---- MATERIAL FOR THIS TASK

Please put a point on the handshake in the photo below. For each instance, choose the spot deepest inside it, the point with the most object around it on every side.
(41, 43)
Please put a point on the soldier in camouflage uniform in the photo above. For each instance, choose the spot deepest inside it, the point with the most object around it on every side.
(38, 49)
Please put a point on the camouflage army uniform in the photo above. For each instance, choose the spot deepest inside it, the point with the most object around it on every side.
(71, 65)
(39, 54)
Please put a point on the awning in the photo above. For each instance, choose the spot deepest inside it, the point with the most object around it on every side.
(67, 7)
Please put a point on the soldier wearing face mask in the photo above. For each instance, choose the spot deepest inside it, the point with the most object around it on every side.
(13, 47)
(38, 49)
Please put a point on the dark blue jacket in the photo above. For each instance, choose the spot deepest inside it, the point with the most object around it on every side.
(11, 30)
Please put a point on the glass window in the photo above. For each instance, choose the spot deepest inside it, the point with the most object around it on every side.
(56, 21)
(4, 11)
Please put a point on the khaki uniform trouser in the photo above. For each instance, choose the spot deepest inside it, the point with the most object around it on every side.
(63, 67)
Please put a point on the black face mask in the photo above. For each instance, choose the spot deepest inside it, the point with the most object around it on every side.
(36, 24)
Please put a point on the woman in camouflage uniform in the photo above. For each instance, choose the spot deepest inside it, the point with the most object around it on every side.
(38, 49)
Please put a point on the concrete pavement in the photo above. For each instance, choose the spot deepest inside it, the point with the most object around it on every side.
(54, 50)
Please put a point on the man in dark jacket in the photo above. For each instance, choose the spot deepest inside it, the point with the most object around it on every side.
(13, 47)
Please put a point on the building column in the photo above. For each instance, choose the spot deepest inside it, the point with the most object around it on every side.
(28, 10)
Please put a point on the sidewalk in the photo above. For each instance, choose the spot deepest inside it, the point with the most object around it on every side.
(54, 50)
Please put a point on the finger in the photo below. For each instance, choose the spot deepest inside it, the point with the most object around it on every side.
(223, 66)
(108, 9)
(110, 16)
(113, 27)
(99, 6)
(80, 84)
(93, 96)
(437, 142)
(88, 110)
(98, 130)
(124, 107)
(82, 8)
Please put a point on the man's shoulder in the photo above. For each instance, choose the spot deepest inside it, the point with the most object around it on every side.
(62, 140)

--------

#### REQUEST:
Rewrite all of the material above, replacing every "deepest inside it" with "farthest inside it" and leaving everything else unchanged.

#### RESPONSE FOR THIS EXERCISE:
Please put a point on the handshake in the photo below. For each instance, choose the spot farthest inside it, the point with the most object around it on every side.
(41, 43)
Please put a point on the soldier in camouflage uniform in the photo above. For each instance, choose the spot farthest inside it, the point with the most object around it on every side.
(38, 49)
Please put a point on the camouflage army uniform in the photo above. For each instance, choose the spot farthest inside it, the point with the most object around it on every side.
(71, 65)
(39, 54)
Please put a point on the awning in the photo above. For each instance, choose the spot farthest inside it, the point with the most object around it on every side.
(67, 7)
Please put a point on the soldier wearing face mask in the photo above. For each instance, choose the spot farthest inside it, the point with the most object around it on every side.
(13, 47)
(38, 49)
Please put a point on the dark blue jacket in the photo above. For each instance, choose the spot farthest inside it, the point with the most object around it on every side.
(11, 30)
Please put a point on the glass window in the photo above. For each instance, choose the spot farthest inside it, the point with the most object around it on every side.
(56, 21)
(4, 11)
Please put a point on the khaki uniform trouser in the photo above. For each instance, choose the spot farthest inside it, the point with the most object around it on every side.
(63, 67)
Please put a point on the black face mask in the photo above. For each instance, choose the spot farthest inside it, the point with the most object around it on every side.
(36, 24)
Please put a point on the woman in camouflage uniform in the photo above. For each instance, choose the spot farthest inside it, the point with the most object around it on every side.
(38, 49)
Please put a point on the concrete pavement in the photo above. For each instance, choose the spot farthest inside it, the point with the most object around it on every side.
(54, 50)
Please put a point on the man in dark jacket in the photo above. For each instance, choose the spot farthest inside it, the point with the most object around it on every side.
(13, 47)
Please put a point on the building column in the photo above. For each instance, choose the spot farthest inside it, the point with the most object around it on every side.
(28, 10)
Please put a point on the sidewalk in the photo above. For each instance, choose the spot farthest inside it, the point with the most object around it on every side.
(54, 50)
Please put a point on the finger in the photo below. For each instance, choose the spot farthest inside it, the point with the most object around it on every side.
(223, 66)
(108, 9)
(110, 16)
(113, 27)
(99, 6)
(80, 84)
(93, 96)
(437, 142)
(88, 110)
(98, 130)
(124, 107)
(82, 8)
Please put a point on the man's shoulder in the photo above. For each instance, choose the spot farthest inside it, the point with the most object around it on every side.
(62, 140)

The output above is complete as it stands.